**** RECORDS SHOWN ****

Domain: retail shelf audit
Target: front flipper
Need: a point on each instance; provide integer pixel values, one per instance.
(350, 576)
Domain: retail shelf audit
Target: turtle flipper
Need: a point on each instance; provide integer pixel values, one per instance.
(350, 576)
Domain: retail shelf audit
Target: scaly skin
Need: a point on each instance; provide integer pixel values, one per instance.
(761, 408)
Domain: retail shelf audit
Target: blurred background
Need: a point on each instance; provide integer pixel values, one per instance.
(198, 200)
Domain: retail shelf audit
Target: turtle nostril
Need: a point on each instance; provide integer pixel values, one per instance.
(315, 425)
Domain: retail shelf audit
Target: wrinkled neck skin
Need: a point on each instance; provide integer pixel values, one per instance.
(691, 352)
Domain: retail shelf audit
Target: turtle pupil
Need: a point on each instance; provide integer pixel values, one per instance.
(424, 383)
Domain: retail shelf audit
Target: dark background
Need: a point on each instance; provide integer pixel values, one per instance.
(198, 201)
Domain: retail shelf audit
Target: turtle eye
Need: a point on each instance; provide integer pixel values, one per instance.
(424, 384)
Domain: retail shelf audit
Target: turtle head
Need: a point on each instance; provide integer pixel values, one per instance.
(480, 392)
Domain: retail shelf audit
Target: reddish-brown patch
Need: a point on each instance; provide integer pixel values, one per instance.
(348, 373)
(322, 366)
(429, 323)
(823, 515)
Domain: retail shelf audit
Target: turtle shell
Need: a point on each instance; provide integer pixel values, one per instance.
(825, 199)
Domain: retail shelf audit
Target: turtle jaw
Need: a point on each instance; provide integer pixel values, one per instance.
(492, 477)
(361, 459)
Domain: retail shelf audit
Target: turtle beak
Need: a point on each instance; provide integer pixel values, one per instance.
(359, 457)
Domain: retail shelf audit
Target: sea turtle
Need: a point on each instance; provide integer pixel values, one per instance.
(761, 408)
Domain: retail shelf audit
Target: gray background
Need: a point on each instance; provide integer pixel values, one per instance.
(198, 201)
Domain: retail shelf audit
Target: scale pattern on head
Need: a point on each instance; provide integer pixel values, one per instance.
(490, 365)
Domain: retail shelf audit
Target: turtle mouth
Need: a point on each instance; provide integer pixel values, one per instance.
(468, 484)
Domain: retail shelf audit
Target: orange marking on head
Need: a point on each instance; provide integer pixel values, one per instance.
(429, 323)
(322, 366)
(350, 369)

****
**** RECORDS SHOWN ****

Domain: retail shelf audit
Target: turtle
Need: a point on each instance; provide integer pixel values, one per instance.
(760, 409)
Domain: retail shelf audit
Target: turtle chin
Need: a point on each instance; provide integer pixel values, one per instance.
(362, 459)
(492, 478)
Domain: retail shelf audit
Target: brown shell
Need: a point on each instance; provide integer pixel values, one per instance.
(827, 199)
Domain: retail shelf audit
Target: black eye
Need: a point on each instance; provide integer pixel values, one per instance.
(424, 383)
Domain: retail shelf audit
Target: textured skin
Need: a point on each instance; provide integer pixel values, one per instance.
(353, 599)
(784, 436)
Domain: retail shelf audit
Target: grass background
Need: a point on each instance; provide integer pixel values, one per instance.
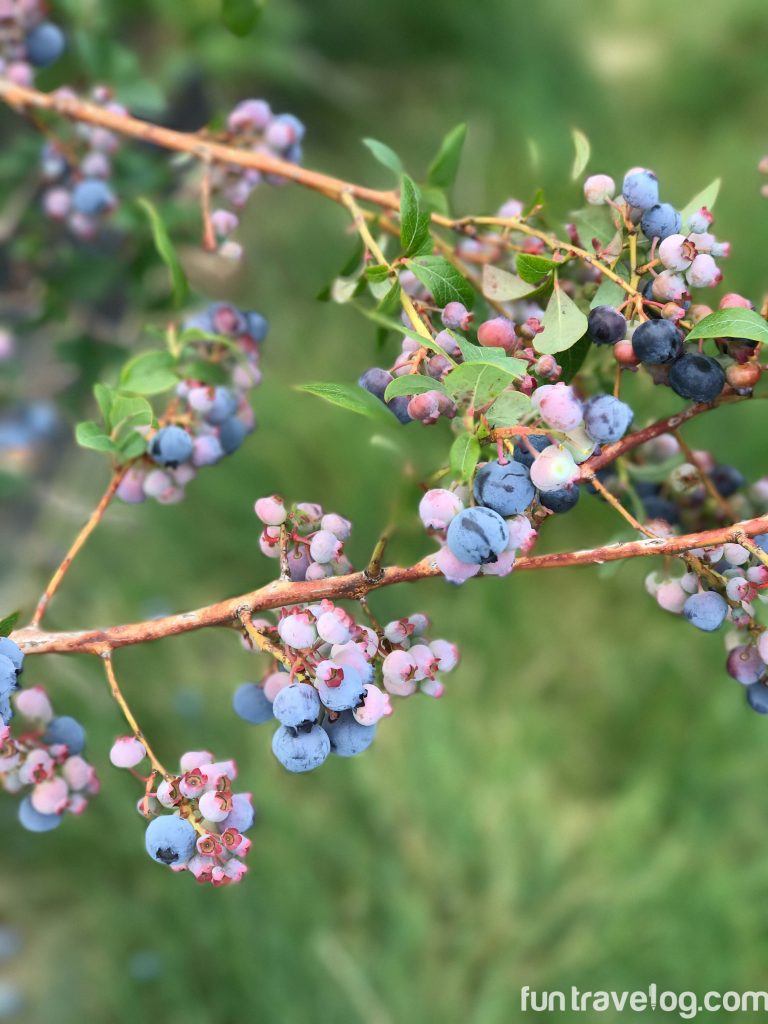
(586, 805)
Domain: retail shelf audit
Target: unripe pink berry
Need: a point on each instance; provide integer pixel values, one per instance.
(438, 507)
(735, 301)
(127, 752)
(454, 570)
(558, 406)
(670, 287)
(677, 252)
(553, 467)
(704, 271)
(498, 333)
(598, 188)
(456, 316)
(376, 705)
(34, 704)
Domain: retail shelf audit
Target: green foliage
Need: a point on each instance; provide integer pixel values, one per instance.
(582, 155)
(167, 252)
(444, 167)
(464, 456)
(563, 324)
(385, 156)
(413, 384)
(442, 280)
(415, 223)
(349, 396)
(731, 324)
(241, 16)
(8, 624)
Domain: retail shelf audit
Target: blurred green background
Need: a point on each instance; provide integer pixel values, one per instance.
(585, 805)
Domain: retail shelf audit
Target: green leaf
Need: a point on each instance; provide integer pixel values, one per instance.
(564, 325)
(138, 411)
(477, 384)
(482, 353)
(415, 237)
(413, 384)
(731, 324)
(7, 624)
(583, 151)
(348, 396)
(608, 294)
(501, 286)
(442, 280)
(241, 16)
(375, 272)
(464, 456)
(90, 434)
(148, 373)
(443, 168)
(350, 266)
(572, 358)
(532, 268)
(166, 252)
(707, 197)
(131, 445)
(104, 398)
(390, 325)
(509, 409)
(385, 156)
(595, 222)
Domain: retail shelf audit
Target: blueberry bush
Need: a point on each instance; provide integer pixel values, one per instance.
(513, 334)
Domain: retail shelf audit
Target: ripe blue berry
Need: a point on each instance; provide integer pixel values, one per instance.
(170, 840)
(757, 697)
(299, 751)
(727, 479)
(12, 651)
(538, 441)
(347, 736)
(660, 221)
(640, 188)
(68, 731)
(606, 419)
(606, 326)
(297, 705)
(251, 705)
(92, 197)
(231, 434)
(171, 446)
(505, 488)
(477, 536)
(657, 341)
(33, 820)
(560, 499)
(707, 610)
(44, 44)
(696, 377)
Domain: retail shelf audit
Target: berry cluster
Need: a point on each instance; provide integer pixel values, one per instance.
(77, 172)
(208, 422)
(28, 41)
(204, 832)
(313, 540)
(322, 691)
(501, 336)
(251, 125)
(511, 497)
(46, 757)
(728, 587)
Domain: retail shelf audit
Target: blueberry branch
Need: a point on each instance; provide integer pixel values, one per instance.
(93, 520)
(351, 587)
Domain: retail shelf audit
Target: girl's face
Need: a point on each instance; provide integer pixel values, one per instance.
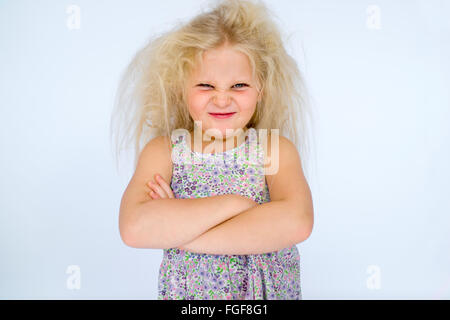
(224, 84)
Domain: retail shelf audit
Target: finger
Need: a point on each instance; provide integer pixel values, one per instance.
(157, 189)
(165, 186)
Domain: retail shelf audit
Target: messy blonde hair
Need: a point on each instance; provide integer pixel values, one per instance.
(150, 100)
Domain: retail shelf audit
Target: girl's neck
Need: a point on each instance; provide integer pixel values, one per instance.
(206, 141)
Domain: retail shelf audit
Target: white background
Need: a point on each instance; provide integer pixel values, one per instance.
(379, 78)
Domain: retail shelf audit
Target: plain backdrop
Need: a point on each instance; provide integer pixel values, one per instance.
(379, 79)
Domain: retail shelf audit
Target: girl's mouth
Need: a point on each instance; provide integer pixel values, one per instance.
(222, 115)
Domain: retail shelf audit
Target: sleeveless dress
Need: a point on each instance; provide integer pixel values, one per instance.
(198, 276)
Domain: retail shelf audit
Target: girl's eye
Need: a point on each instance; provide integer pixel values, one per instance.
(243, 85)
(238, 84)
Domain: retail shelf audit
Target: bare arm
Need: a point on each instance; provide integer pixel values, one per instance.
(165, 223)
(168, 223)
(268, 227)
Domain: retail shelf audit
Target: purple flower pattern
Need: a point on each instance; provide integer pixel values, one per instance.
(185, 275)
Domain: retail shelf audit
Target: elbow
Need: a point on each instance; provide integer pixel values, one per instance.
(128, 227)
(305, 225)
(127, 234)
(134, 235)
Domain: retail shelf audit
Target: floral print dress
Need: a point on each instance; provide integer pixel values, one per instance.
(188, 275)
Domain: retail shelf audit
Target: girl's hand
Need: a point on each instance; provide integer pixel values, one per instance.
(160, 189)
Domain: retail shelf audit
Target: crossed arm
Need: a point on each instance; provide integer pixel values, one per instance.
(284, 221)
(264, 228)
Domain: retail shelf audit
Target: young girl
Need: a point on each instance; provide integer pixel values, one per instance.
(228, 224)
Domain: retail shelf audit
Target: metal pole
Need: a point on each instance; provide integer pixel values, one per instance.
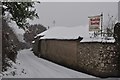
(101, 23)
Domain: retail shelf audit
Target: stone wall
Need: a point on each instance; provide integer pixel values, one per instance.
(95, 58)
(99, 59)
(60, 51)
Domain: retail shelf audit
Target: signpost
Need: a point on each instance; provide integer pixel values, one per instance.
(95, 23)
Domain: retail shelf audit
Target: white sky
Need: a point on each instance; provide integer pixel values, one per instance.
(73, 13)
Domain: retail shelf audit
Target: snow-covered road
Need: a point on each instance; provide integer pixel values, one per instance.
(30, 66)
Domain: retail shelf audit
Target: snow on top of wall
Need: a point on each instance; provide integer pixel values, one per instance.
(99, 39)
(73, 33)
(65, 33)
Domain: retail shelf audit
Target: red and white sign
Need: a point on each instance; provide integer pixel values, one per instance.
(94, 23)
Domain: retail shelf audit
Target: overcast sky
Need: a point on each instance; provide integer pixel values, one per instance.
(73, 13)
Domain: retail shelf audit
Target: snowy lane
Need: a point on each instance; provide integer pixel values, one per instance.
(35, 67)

****

(TASK DIRECTIONS) Report every line in the listing above that includes the string "green", copying each such line in full.

(RESULT FOR THIS TASK)
Target: green foliage
Target: blurred green background
Target: green leaf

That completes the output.